Problems:
• A. Say whether each statement agrees with the forum thread about the horse: (i) one commenter thinks the black and white photo should be framed; (ii) franknbeans thinks the horse looks skinnier now than when the owner got him; (iii) HorseyGirlx says the horse suits his name. Answer yes or no for each and quote the words from the thread that decide it.
• B. Resume the forum thread about the horse after its last line by writing the comment that follows it.

Selected passage:
"""
What a handsome guy!!!!!!! I love how big his feet are... He's amazingly handsome! I love his facial markings! Lucky duck


----------



## Shalani (Jul 16, 2009)

he's Puuuurrty !!! lucky you


----------



## franknbeans (Jun 7, 2007)

Beautiful! He looks much better than when you got him ( I am assuming the first pics where he is skinnier). Getting his winter fuzzies too!


----------



## HorseyGirlx (Sep 25, 2010)

What A lovely Horse  Suits his name too!


----------



## RoCru (Jul 19, 2009)

LOVE him! You are lucky! He's got great looks and markings! The black and white photo needs to be framed!!!


----------



## Shannon T (Oct 3, 2010)

very handsome guy! enjoy him!


----------



## MissyMay (Oct 9, 2010)
"""
Entries provided:
"""
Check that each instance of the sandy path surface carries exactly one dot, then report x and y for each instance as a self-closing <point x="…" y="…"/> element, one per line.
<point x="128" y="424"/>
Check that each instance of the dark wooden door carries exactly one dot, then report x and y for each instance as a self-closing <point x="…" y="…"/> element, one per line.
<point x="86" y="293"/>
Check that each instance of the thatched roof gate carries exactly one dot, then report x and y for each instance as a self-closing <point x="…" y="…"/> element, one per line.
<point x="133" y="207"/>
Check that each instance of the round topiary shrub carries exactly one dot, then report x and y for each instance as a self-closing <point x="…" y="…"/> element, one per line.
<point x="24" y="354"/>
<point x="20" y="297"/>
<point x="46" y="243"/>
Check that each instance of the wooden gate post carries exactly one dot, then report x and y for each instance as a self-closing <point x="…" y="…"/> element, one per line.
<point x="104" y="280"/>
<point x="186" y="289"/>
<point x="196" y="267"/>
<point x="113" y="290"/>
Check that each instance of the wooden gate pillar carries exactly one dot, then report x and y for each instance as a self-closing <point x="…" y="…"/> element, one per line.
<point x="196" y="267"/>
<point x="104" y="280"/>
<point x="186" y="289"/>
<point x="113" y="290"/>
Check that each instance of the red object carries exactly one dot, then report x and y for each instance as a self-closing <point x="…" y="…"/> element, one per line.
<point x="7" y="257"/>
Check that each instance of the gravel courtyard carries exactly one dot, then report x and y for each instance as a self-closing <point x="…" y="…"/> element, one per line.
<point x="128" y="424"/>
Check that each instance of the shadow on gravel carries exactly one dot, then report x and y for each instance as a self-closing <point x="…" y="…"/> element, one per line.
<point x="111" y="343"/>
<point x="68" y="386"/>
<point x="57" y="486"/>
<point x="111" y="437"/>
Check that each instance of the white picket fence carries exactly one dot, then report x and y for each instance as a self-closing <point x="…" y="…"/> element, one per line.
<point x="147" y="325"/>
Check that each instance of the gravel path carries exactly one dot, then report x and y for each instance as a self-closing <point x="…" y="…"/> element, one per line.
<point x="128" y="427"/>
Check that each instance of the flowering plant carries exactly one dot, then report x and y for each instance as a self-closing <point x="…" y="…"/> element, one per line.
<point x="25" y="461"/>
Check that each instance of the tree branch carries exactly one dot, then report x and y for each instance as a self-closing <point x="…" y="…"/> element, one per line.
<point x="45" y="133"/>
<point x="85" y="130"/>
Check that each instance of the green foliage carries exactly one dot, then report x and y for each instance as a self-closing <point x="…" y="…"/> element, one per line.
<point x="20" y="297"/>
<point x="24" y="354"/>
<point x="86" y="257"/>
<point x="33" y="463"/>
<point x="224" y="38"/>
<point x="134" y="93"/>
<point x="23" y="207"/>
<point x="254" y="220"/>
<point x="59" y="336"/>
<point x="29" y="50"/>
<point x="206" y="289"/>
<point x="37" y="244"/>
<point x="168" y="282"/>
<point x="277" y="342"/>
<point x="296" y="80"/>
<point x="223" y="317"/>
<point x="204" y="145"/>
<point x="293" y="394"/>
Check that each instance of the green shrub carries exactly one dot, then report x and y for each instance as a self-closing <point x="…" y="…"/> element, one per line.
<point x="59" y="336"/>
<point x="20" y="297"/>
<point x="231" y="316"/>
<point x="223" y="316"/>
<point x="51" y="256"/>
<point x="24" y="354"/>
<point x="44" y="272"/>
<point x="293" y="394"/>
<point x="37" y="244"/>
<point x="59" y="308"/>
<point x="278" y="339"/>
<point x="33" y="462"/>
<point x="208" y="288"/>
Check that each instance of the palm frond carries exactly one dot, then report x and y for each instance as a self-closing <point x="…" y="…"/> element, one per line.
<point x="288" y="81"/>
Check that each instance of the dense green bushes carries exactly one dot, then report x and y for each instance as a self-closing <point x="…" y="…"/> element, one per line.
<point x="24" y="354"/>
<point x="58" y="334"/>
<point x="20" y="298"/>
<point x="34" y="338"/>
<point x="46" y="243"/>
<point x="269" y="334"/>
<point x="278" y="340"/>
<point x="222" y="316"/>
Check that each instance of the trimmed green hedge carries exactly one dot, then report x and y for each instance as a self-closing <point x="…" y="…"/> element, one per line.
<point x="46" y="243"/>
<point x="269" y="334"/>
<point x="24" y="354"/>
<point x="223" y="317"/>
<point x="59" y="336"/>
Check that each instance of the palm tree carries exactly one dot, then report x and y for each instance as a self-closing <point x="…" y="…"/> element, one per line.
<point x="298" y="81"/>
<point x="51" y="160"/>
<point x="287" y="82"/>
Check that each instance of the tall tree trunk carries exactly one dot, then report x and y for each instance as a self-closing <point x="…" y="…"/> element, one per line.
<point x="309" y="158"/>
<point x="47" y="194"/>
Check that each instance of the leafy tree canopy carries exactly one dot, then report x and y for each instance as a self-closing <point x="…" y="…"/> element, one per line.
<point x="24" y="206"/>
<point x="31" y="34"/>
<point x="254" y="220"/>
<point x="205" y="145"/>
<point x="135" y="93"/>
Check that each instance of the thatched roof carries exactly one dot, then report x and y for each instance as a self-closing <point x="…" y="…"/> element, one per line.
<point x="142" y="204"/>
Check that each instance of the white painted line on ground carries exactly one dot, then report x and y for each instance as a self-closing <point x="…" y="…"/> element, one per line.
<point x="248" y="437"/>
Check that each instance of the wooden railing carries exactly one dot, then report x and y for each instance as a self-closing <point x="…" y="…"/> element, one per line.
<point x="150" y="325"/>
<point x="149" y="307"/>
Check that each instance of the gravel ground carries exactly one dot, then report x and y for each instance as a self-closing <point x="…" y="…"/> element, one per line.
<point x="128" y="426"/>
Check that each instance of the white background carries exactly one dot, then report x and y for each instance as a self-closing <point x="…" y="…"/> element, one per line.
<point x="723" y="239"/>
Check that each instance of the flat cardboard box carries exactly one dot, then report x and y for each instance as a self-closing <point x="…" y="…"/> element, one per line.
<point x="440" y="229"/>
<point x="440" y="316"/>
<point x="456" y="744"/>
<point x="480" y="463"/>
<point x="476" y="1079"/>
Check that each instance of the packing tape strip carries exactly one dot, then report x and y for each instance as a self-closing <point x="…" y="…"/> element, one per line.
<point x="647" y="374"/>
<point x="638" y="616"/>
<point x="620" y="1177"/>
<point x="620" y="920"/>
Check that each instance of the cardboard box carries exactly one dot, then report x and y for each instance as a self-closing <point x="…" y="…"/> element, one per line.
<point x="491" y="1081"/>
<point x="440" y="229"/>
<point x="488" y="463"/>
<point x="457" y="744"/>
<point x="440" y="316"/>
"""
Answer list:
• A.
(i) Yes: "The black and white photo needs to be framed!!!"
(ii) No: "He looks much better than when you got him ( I am assuming the first pics where he is skinnier)."
(iii) Yes: "Suits his name too!"

• B.
Whats this with his knees ? How are they now? Looks as if he was or is a card for the alpacas.. you do a lot of SPINNING to? Pastures are good for horses but they can go wild from that and be stubborn afterwards... Just remember if they come out of a muddy pen they will need feet work if they come off the pasture they will need daily work... if they come out stabling they should be stable but that is only if they have good stable boys or girls... and of course in todays world it as well stands to how much time or whats in the contract with the owner and stable.And THE BEST HORSE IS THE ONE YOU AND ONLY YOU WORK WITH ON A DAILY BASE! That horse is a good looker ! And his name matches!


----------



## mramsay (Feb 1, 2010)

MissyMay said:


> Whats this with his knees ? How are they now? Looks as if he was or is a card for the alpacas.. you do a lot of SPINNING to? Pastures are good for horses but they can go wild from that and be stubborn afterwards... Just remember if they come out of a muddy pen they will need feet work if they come off the pasture they will need daily work... if they come out stabling they should be stable but that is only if they have good stable boys or girls... and of course in todays world it as well stands to how much time or whats in the contract with the owner and stable.And THE BEST HORSE IS THE ONE YOU AND ONLY YOU WORK WITH ON A DAILY BASE! That horse is a good looker ! And his name matches!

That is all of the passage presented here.